License: MIT version

BitNet Model on Hugging Face

Try it out via this demo, or build and run it on your own CPU or GPU.

bitnet.cpp is the official inference framework for 1-bit LLMs (e.g., BitNet b1.58). It offers a suite of optimized kernels, that support fast and lossless inference of 1.58-bit models on CPU and GPU (NPU support will coming next).

The first release of bitnet.cpp is to support inference on CPUs. bitnet.cpp achieves speedups of 1.37x to 5.07x on ARM CPUs, with larger models experiencing greater performance gains. Additionally, it reduces energy consumption by 55.4% to 70.0%, further boosting overall efficiency. On x86 CPUs, speedups range from 2.37x to 6.17x with energy reductions between 71.9% to 82.2%. Furthermore, bitnet.cpp can run a 100B BitNet b1.58 model on a single CPU, achieving speeds comparable to human reading (5-7 tokens per second), significantly enhancing the potential for running LLMs on local devices. Please refer to the technical report for more details.

> [PROVIDED DATA]
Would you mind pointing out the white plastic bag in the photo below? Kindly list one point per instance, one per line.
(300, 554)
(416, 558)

--

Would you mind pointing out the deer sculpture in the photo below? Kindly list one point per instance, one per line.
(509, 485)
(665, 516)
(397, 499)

> [QUESTIONS ON THE MATERIAL]
1) Turn the paragraph of the bitnet.cpp text that begins "The first release of bitnet.cpp" into a short bulleted list, keeping its main facts.
2) Pick up the bitnet.cpp text after its final sentence and write what comes next.
The data have nothing to do with the bitnet.cpp text.

> [ANSWERS TO THIS EXERCISE]
1)
- The first release supports inference on CPUs.
- ARM CPUs: speedups of 1.37x to 5.07x, with larger models gaining more, and energy use reduced by 55.4% to 70.0%.
- x86 CPUs: speedups of 2.37x to 6.17x, and energy use reduced by 71.9% to 82.2%.
- A 100B BitNet b1.58 model can run on a single CPU at 5–7 tokens per second, about human reading speed, which makes running LLMs on local devices more practical.
- The technical report gives more details.

2)
Latest optimization introduces parallel kernel implementations with configurable tiling and embedding quantization support, achieving 1.15x to 2.1x additional speedup over the original implementation across different hardware platforms and workloads. For detailed technical information, see the optimization guide.

performance_comparison

Demo

A demo of bitnet.cpp running a BitNet b1.58 3B model on Apple M2:

demo.mp4

What's New:

Acknowledgements

This project is based on the llama.cpp framework. We would like to thank all the authors for their contributions to the open-source community. Also, bitnet.cpp's kernels are built on top of the Lookup Table methodologies pioneered in T-MAC. For inference of general low-bit LLMs beyond ternary models, we recommend using T-MAC.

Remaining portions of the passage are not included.